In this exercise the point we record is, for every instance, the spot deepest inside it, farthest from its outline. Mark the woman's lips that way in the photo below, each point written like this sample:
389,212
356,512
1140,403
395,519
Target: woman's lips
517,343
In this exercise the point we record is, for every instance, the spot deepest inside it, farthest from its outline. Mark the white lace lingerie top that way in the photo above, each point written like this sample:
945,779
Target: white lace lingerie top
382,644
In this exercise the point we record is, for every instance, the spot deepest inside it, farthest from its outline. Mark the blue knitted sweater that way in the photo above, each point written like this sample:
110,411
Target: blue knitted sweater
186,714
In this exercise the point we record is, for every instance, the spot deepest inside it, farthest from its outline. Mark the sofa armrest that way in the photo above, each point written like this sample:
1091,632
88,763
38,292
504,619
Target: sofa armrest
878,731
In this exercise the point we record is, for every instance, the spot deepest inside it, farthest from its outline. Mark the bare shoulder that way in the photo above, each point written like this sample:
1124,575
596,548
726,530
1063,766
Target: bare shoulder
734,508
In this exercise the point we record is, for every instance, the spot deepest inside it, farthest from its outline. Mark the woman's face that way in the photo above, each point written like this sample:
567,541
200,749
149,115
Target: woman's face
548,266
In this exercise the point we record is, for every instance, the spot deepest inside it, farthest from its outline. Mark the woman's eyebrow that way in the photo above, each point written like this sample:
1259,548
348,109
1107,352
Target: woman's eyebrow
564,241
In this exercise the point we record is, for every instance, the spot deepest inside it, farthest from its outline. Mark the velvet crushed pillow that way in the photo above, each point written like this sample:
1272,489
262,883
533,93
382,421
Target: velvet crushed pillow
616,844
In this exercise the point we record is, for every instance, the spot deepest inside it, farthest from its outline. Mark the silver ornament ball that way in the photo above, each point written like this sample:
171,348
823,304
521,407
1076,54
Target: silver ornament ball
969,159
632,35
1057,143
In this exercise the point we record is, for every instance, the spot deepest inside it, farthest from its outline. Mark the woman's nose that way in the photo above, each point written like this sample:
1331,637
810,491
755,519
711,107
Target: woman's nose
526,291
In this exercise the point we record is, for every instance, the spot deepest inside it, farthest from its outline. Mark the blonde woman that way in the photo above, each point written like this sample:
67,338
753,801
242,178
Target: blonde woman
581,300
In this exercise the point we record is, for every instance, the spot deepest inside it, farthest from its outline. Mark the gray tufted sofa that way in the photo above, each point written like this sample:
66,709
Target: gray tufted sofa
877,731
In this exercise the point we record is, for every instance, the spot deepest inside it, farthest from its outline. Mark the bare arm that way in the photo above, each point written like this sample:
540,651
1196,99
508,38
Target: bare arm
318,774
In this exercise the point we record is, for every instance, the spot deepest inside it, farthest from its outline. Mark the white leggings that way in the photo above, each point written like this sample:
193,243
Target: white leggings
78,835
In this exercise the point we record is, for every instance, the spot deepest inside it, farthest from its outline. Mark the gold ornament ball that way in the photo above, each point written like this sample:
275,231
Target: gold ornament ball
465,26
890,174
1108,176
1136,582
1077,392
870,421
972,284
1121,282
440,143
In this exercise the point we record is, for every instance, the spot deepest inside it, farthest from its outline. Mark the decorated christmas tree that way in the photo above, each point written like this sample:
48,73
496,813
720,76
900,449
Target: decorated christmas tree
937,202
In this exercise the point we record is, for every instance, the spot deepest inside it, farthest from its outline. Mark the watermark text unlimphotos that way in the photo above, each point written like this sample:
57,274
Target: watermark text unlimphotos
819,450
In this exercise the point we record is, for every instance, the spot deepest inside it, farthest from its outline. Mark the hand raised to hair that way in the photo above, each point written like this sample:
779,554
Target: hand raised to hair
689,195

### EXERCISE AIM
Copy all of the records above word for word, from the first line through the last, with no changes.

### WRITTEN SOLUTION
In this exercise the point we record is, for every instance, the spot deepest inside it, farthest from its outline. Mark the woman's lips that way in the photo below, each point written like this sample:
389,212
356,512
1140,403
395,519
Target: woman's lips
517,343
In this exercise the point we record is, for every instance, the spot deepest inside it, farthest from its outline. Mark the white lace lingerie top that way in the photo above, each point written like this sample:
945,779
Target: white lace lingerie top
382,644
In this exercise the point we record is, for every instance, the spot deepest inside it, farthest from its outline. Mark the blue knitted sweater that way in the photo above, each point written like this sample:
110,411
Target: blue knitted sweater
186,714
In this exercise the point we record is, for every instance, the spot deepest inside it, farthest from its outline. Mark the sofa armrest that way in the photo above, each point written like this sample:
1091,632
88,763
38,292
504,619
Target: sofa armrest
878,731
In this exercise the point we record is, for every instance, the spot deepest inside it, farthest from its outline. Mark the bare shoulder that way in the photo above, each point written like this sample:
1124,575
596,548
726,530
1063,766
Target: bare shoulder
734,508
In this exercise the point we record is, for every instance, the spot deepest inside it, farthest from its outline. Mark the woman's face that way in the photo above, each point written like this sample:
567,541
200,749
149,115
Target: woman's face
548,266
In this exercise the point we record is, for every instance, the spot deepest inside it, farthest from its outline. Mark the woman's eyebrow that way in the photo above, each point written like this sample:
1259,548
348,109
1107,352
Target: woman's eyebrow
564,241
In this exercise the point we record is, for every instance, the spot deepest inside it, farthest from its outline. Mark the velvet crushed pillow that way in the photo above, each point written like this sample:
1272,489
262,883
533,93
382,421
Target: velvet crushed pillow
616,844
In this exercise the point we record is, for every instance, the spot deepest inside it, farthest from its outline. Mark the silver ornament ball that way in the photo above, each point written like this sample:
171,348
823,304
521,407
1076,54
Target: silver ornament ball
969,159
632,35
1057,143
In this exercise the point we record is, for every instance, the spot deepest inside it, farthest from its outline. Mark the woman's nose that way in the photo above, each point written like this sample:
1331,637
810,491
755,519
711,107
Target: woman's nose
526,291
In this exercise the point we record is, for every instance, the spot deepest inside it, farthest from its outline. Mark the blonde woman that way in the photo above, each point written like this sample:
67,338
753,801
242,178
Target: blonde woman
581,300
In this exercise the point we record is, for every instance, the spot deepest inside it, farthest from its outline. Mark the gray tufted sofa that way in the photo above, each point written like this sample:
66,709
Target: gray tufted sofa
877,731
In this exercise the point we record is, for every instance, the spot deepest inside it, farthest from its outline. Mark the bare arm that way in the photo above, each point written like this sample:
540,651
1196,99
508,38
Target: bare arm
318,774
In this exercise the point we record is, for every instance, the spot deepest inside it, farthest from its outline. Mark the white leggings that way in the photo above, each point written like this sample:
193,243
Target: white leggings
78,835
In this exercise the point we record is, for every instance, the spot deepest inside it, farthest from its outline. Mark the gold ornament ball that way in the photo above, each point written like this sample:
275,231
Target: gold ornament ball
465,26
890,174
1108,176
1136,582
1077,392
870,421
972,284
1121,282
440,143
In this exercise the point we record is, for every instance, the spot deepest inside it, farthest from its outline. Mark the decorated christmas tree that way in the photo above, each point written like this sample:
48,73
496,813
720,76
900,449
Target: decorated christmas tree
937,202
In this exercise the point we record is, for every instance, the spot deepest inside it, farthest from its outline. Mark the watermark text unlimphotos that way in the photo above, each point written like this sample:
57,274
Target: watermark text unlimphotos
819,450
In this exercise the point we record is, for every instance, the spot deepest inside it, farthest from its outline. Mark the hand raised to hair that way in the photo above, each point written like this sample:
779,554
Target: hand raised to hair
689,195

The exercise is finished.